* _Task to complete_
Without the pictures, give the entries below again exactly as written.

* _Listed entries_

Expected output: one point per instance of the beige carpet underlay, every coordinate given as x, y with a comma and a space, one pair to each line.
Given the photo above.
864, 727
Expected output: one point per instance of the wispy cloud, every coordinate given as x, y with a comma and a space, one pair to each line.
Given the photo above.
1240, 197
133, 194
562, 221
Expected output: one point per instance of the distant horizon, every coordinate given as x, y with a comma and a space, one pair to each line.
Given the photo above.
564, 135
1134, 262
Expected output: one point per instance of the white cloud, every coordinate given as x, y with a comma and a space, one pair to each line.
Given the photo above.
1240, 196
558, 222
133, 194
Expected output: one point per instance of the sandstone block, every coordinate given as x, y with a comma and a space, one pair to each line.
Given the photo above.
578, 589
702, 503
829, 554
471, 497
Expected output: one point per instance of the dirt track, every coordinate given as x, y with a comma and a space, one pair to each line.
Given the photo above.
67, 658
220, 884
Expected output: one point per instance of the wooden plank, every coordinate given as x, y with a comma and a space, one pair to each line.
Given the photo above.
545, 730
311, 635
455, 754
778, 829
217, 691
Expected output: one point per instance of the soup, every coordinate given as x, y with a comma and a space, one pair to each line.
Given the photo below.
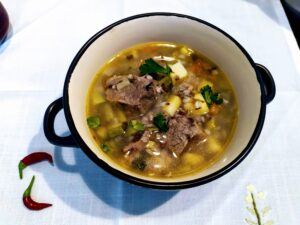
162, 110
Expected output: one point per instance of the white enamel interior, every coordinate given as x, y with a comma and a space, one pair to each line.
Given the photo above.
207, 40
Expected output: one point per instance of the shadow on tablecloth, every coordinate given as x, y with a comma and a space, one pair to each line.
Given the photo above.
87, 188
264, 6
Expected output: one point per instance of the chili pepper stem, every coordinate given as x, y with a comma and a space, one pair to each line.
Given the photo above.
27, 192
21, 167
29, 202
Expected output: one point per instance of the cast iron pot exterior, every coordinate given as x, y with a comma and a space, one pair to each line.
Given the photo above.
264, 78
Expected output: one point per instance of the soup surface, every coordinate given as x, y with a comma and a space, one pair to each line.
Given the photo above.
161, 109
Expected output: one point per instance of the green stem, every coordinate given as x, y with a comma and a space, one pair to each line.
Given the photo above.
256, 210
27, 192
21, 167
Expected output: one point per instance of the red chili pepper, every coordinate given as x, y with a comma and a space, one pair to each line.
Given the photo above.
31, 204
33, 158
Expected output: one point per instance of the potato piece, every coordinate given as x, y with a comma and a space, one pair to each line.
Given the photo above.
203, 106
102, 133
189, 107
172, 105
97, 98
204, 83
174, 78
192, 159
211, 124
106, 112
120, 115
178, 69
213, 145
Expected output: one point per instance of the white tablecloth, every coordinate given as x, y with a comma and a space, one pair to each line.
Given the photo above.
33, 62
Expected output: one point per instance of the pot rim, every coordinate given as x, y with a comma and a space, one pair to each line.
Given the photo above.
143, 182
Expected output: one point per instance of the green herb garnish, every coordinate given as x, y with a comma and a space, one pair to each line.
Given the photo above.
211, 97
93, 122
152, 67
139, 163
104, 147
160, 122
136, 125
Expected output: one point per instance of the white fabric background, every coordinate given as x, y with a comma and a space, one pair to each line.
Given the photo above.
33, 63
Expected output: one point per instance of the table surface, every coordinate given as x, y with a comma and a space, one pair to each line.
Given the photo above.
44, 38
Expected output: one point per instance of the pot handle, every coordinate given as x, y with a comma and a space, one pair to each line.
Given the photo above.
49, 131
269, 87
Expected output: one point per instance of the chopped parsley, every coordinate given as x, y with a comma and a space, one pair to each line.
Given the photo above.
139, 163
93, 122
104, 147
160, 122
151, 67
211, 97
136, 125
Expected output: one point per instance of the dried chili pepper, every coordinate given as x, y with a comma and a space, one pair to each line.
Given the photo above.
33, 158
31, 204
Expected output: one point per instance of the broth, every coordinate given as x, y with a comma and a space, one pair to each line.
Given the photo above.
161, 109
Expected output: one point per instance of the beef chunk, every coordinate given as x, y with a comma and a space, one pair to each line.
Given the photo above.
184, 90
182, 129
132, 90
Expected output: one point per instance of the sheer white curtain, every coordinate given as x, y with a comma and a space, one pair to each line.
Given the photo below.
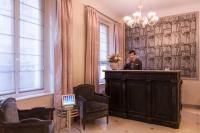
118, 41
92, 47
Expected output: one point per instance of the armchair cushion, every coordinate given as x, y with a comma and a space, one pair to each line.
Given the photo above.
93, 106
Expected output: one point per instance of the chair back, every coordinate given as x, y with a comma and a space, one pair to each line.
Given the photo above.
85, 90
9, 111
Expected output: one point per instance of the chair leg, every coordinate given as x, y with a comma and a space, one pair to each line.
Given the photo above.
107, 118
83, 122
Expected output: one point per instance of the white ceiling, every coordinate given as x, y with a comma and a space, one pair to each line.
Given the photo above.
127, 7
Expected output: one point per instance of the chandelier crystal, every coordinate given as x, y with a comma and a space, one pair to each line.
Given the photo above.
138, 20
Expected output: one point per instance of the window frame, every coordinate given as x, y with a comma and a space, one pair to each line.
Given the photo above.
47, 86
102, 81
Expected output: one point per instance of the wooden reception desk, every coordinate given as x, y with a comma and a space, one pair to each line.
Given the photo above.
152, 96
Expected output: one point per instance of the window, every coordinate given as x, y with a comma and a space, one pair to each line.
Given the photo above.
21, 49
103, 51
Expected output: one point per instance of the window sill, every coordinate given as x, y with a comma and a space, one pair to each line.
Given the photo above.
34, 96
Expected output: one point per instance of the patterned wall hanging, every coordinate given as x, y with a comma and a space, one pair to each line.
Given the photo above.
172, 43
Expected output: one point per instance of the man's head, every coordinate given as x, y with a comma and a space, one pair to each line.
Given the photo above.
131, 55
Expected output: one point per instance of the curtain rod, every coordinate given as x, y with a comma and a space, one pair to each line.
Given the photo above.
103, 14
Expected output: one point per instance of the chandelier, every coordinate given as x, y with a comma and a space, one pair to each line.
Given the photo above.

* _Solution for this exercise_
Expected output: one point per instance of the beige carpet underlay, every coordinate given as x, y with a comma and a space, one pair to each line.
Given the photo above.
864, 727
Expected output: one point per instance of the wispy cloud, every coordinate given as x, y with a comma and a space, one pair to each line.
Given the photo above.
1240, 197
133, 194
562, 221
Expected output: one point per instance of the distant horizon, every coordinate given as x, y with a comma and a space, one pair to each line.
Given the photo above.
564, 135
1134, 262
Expected output: one point per instance of the white cloud, every coordinate given as x, y with a comma and a space, one pair to each line.
Given the photo above.
1240, 196
558, 222
133, 194
Expected output: one point per instance of the sandstone block, every coordinate given as x, y with a comma and a space, one pair to each line.
Given the photo above.
578, 589
702, 503
829, 554
471, 497
Expected output: one point per instance of the dirt track, every coordinate given as x, y with a comma and a space, one pair to each line.
Given the photo above.
67, 658
220, 884
Expected output: one point per instance of the wooden plank, every coordinate given as x, y with a comma and a space, one pair to each line.
Given the photo above.
545, 730
311, 635
455, 754
778, 829
217, 691
Expected output: one point per instance of the soup, every coordinate given as x, y with a comma and a space, one pair to each line.
Given the photo below.
162, 110
Expected output: one point per instance of the white enamel interior, every coordinate given as x, y with a comma and a space, one pair to each line.
Given the photo above.
207, 40
Expected output: one point per instance of the shadow on tablecloth, every coordinate given as x, y with a comma and a space, one pair to each line.
Given the photo above.
87, 188
264, 6
Expected output: one point per instance of the chili pepper stem, every coordinate given as x, y with a comma and a space, one pair to each line.
Given the photo above.
27, 192
21, 167
29, 202
Expected output: one point per instance of the cast iron pot exterior, every coordinate given as x, y with a comma and a space, one pair to each line.
Given the photo above.
264, 78
Expected output: one point per instance of the soup surface, every coordinate given as x, y with a comma and a space, one pair to each line.
Given the photo above.
161, 109
Expected output: one point per instance of the green stem, every coordinate given as x, y with a comma and a space, one pair to each line.
Given the photo above.
256, 210
27, 192
21, 167
Expected output: one point per instance of the red chili pepper, every coordinate given as x, y with a comma and a space, one pair to each line.
Given the photo above.
31, 204
33, 158
Expected output: one point per instance of the potato piece, every coordinate given as x, y with a comma and a space, one pair to each line.
Given the photo above.
203, 106
102, 133
189, 107
172, 105
97, 98
204, 83
174, 78
192, 159
211, 124
106, 112
120, 115
178, 69
213, 145
Expected output: one point per instance of the white tablecloth, every coordinate given as x, y with a comma and a space, one pair to each line.
Given the photo above.
33, 62
Expected output: one point per instance of the pot rim, every coordinate given as x, y with a comma and a space, one pair to each line.
Given the photo above.
143, 182
Expected output: one point per instance of the green herb garnish, every coordinate given as x, y with a comma and a space, one pair to each line.
Given the photo above.
211, 97
93, 122
152, 67
139, 163
104, 147
160, 122
136, 125
Expected output: one point per instance of the white fabric background, every coordinate given as x, y with a comma and a space, one pair to each line.
Given the photo above.
33, 63
Expected output: one point per instance of the table surface, every coordinate given as x, y with a comma and a space, one pair to each line.
Given the photo above.
44, 38
Expected output: one point per instance of the pot handle, every coordinate given as x, y with a comma and a space, one pair to each line.
Given the photo above.
49, 131
269, 87
Expected output: one point per instance of the chopped parsley, every coordinate given as x, y with a comma and a space, one pair to each line.
Given the photo above.
139, 163
93, 122
104, 147
160, 122
151, 67
211, 97
136, 125
Expected output: one point per instance of the dried chili pepper, every coordinate given as x, y with a comma and a space, one pair to each line.
Given the photo above.
33, 158
31, 204
Expected output: one point per instance of the broth, every coordinate given as x, y with a comma and a space, one pair to each line.
Given the photo above.
161, 109
Expected output: one point per instance of the beef chunk, every coordinate given as x, y with a comma and a space, one pair to each line.
Given the photo above.
184, 90
182, 129
132, 90
Expected output: one point per instance of the sheer white curtain, every coordinate given as x, y with a comma and a space, one pair to each line.
Given the photo below.
118, 41
92, 47
Expected output: one point per instance of the armchair cushion, every coordinate given as x, y with a comma and a space, one pair to each line.
Given the photo above.
93, 106
Expected output: one point per instance of the chair back, every coordinate given as x, y with a comma and a space, one pair to each line.
Given the photo above.
85, 90
9, 111
Expected output: one point per instance of the chair leg, every coordinate given as x, y with a comma and a space, one pair to each line.
Given the photo above.
107, 118
83, 122
Expected output: one point per instance of the white ceiling, every coordinate given as x, y with a comma and a space, one pair to each line.
Given the photo above.
127, 7
Expected output: one point per instance of the chandelier crystal, every coordinate given as x, y with a comma and a space, one pair to each line.
Given the photo above.
138, 20
Expected output: one point per instance of the window frame, every coordinate given as x, y with a comma and a space, one pair to each line.
Given the photo above.
47, 86
102, 81
Expected output: one point per instance of the wooden reception desk, every coordinate given as x, y with a comma and a space, one pair to each line.
Given the photo above.
152, 96
Expected output: one point per instance of the window, every coordinate given as x, y with a comma and a space, one pair to each line.
Given the photo above.
21, 49
103, 51
Expected output: one point per instance of the window sill, every coordinate given as x, y with a comma and a space, one pair to each line.
Given the photo above.
34, 96
Expected output: one point per instance of the patterned wall hanging, every coordinate given as x, y with a comma and a space, one pair to each line.
Given the photo above.
172, 43
Expected output: one point per instance of the man's head, every coordinate given as x, y with a comma and a space, one pair to each line.
Given the photo above.
131, 55
Expected output: one point per instance of the curtain rod, every coordinate given as x, y with a comma and a space, one pair to each line.
Given the photo above.
103, 14
Expected output: one point per instance of the chandelier, every coordinate given as x, y with a comma and a space, one pair to each line.
Given the photo above.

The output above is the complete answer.